▶ **Exercise description**:
Report each line below that carries the word "woman".

▶ **Task inputs**:
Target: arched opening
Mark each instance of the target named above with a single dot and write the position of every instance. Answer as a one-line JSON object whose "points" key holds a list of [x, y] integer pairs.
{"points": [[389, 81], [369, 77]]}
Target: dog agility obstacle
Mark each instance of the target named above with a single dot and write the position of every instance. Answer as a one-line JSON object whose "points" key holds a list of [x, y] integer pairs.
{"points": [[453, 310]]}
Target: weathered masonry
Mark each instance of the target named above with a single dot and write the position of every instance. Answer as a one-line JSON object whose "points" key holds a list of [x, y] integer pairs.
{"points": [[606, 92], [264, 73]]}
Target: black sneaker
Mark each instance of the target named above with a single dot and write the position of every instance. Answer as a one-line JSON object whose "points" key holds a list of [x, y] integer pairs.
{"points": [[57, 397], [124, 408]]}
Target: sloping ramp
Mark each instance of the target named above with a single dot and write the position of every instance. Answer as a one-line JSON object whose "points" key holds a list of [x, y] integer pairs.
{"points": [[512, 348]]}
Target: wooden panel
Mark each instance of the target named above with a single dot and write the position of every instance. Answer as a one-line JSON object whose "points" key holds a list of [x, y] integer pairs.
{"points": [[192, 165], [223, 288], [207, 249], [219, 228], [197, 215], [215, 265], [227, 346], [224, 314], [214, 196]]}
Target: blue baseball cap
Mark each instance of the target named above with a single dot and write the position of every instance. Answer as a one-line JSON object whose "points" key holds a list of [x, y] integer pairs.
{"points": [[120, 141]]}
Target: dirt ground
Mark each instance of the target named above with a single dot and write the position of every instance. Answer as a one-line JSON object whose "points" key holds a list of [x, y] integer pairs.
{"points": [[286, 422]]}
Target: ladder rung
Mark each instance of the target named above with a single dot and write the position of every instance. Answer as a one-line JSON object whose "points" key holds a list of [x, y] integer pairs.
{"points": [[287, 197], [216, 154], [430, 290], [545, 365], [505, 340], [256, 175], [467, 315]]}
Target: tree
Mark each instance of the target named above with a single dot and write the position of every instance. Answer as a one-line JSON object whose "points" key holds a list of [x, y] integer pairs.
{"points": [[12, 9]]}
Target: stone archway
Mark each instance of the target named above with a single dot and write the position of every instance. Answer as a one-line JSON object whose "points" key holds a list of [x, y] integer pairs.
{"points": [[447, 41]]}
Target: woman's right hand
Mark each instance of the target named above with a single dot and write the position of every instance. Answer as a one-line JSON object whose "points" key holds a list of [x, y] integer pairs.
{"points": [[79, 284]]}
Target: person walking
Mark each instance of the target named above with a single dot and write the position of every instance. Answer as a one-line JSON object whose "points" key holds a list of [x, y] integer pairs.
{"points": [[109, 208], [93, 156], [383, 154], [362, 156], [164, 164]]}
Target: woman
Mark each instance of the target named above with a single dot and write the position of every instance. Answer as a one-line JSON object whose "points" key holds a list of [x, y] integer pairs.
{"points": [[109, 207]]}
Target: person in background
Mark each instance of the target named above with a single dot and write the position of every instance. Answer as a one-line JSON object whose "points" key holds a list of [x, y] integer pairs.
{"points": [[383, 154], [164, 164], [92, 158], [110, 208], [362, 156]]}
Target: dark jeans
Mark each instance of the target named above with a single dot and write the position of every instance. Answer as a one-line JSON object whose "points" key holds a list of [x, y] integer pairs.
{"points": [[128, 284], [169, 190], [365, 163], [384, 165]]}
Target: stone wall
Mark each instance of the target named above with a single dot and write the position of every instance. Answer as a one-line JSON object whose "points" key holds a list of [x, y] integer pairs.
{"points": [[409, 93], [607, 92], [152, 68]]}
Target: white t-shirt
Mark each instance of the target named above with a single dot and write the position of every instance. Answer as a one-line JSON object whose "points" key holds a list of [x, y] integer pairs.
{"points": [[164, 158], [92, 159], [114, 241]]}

▶ **Problem solution**:
Target: woman's right hand
Target: woman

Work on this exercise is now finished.